- What is being asked
Are you able to retype all the records below exactly?

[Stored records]
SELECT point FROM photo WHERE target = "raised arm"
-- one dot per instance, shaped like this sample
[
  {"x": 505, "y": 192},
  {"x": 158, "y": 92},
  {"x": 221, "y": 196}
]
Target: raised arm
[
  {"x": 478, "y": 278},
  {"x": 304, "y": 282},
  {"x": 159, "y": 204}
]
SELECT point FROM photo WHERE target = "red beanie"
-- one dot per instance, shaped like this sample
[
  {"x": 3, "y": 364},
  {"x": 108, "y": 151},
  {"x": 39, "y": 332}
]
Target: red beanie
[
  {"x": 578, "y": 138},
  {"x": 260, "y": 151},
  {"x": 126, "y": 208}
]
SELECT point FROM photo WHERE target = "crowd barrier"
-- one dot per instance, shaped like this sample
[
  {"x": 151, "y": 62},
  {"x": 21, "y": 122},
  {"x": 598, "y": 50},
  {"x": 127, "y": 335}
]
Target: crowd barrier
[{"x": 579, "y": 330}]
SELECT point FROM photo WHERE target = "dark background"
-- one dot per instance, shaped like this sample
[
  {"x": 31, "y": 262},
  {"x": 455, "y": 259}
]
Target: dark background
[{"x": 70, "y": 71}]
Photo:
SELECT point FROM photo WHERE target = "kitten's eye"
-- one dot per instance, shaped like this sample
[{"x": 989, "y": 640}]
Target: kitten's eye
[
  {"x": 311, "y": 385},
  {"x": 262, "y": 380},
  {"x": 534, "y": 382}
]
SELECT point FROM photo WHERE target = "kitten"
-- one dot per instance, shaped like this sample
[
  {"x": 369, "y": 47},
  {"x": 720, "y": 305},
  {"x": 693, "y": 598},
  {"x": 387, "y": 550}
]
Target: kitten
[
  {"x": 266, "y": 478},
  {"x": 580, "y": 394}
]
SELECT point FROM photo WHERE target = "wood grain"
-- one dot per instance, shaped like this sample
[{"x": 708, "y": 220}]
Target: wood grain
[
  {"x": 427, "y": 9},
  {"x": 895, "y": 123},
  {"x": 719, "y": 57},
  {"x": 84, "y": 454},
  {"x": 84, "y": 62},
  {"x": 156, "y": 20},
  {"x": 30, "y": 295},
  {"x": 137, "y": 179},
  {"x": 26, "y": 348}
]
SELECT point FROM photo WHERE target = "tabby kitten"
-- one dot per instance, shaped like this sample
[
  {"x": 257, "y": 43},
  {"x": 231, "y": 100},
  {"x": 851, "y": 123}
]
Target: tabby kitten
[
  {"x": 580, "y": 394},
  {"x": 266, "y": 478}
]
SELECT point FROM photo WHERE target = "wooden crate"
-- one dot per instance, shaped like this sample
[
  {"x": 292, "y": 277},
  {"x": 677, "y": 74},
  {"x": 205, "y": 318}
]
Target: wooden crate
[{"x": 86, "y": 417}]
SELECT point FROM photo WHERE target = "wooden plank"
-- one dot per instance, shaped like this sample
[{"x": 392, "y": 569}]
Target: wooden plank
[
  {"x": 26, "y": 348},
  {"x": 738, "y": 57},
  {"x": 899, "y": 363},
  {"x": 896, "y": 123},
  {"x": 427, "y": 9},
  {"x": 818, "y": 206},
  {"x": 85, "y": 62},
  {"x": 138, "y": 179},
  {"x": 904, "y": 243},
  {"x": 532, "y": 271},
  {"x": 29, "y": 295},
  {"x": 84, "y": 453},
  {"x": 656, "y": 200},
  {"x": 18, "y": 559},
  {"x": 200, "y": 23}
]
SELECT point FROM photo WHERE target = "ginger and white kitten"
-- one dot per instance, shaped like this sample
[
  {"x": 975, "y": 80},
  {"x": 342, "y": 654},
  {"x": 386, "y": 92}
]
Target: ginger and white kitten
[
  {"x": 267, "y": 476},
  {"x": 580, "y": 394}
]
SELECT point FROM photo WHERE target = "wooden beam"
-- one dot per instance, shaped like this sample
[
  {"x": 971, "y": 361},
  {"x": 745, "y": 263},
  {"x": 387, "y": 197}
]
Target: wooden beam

- Answer for the task
SELECT point FROM photo WHERE target = "raised arm"
-- one dot per instance, shaped like this sample
[
  {"x": 505, "y": 192},
  {"x": 158, "y": 92},
  {"x": 221, "y": 196}
]
Target: raised arm
[
  {"x": 478, "y": 278},
  {"x": 304, "y": 282},
  {"x": 159, "y": 204}
]
SELECT point FROM photo WHERE target = "red beanie"
-- one dot per instance, shaped like this sample
[
  {"x": 3, "y": 364},
  {"x": 108, "y": 151},
  {"x": 39, "y": 332}
]
Target: red beanie
[
  {"x": 578, "y": 138},
  {"x": 260, "y": 151},
  {"x": 126, "y": 208}
]
SELECT point FROM photo WHERE target = "crowd barrier"
-- one dot per instance, shaped like this sample
[
  {"x": 151, "y": 62},
  {"x": 21, "y": 122},
  {"x": 598, "y": 50},
  {"x": 127, "y": 335}
]
Target: crowd barrier
[{"x": 579, "y": 330}]
SELECT point FROM photo WHERE target = "dark background"
-- one dot per instance, shaped like this sample
[
  {"x": 31, "y": 262},
  {"x": 455, "y": 259}
]
Target: dark background
[{"x": 70, "y": 71}]
Photo:
SELECT point FROM photo WHERE target = "kitten's eye"
-- one dot per instance, shaped like this sample
[{"x": 989, "y": 640}]
Target: kitten's eye
[
  {"x": 311, "y": 385},
  {"x": 262, "y": 380},
  {"x": 534, "y": 382}
]
SELECT point FROM photo WHERE target = "kitten"
-- one dot per instance, shaped like this sample
[
  {"x": 369, "y": 47},
  {"x": 720, "y": 305},
  {"x": 693, "y": 598},
  {"x": 387, "y": 550}
]
Target: kitten
[
  {"x": 266, "y": 478},
  {"x": 580, "y": 394}
]
SELECT point FROM photo WHERE target = "wood grain"
-- one dot per instance, shaped like this sample
[{"x": 708, "y": 220}]
Target: wood grain
[
  {"x": 427, "y": 9},
  {"x": 895, "y": 123},
  {"x": 719, "y": 57},
  {"x": 84, "y": 454},
  {"x": 84, "y": 62},
  {"x": 156, "y": 20},
  {"x": 30, "y": 295},
  {"x": 137, "y": 179},
  {"x": 26, "y": 348}
]
SELECT point FROM photo WHERE target = "tabby kitten"
-- one dot per instance, shaped like this sample
[
  {"x": 257, "y": 43},
  {"x": 231, "y": 100},
  {"x": 851, "y": 123}
]
Target: tabby kitten
[
  {"x": 580, "y": 394},
  {"x": 266, "y": 478}
]
SELECT point FROM photo WHERE target = "wooden crate"
-- one dot per instance, shaped like this sample
[
  {"x": 292, "y": 277},
  {"x": 677, "y": 74},
  {"x": 205, "y": 318}
]
Target: wooden crate
[{"x": 86, "y": 417}]
SELECT point FROM photo WHERE target = "wooden plank"
-- one dot per instance, shaped like this sample
[{"x": 392, "y": 569}]
Target: wooden plank
[
  {"x": 26, "y": 348},
  {"x": 738, "y": 57},
  {"x": 899, "y": 363},
  {"x": 896, "y": 123},
  {"x": 427, "y": 9},
  {"x": 818, "y": 206},
  {"x": 85, "y": 62},
  {"x": 138, "y": 179},
  {"x": 904, "y": 243},
  {"x": 532, "y": 271},
  {"x": 29, "y": 295},
  {"x": 84, "y": 453},
  {"x": 656, "y": 200},
  {"x": 18, "y": 559},
  {"x": 200, "y": 23}
]
SELECT point FROM photo WHERE target = "ginger and white kitten"
-- one dot per instance, shaped like this sample
[
  {"x": 975, "y": 80},
  {"x": 342, "y": 654},
  {"x": 386, "y": 92}
]
Target: ginger and white kitten
[
  {"x": 267, "y": 476},
  {"x": 580, "y": 394}
]
SELECT point FROM photo WHERE target = "wooden beam"
-- one dot per instance, shaped like this sample
[
  {"x": 971, "y": 361},
  {"x": 745, "y": 263},
  {"x": 387, "y": 197}
]
Target: wooden beam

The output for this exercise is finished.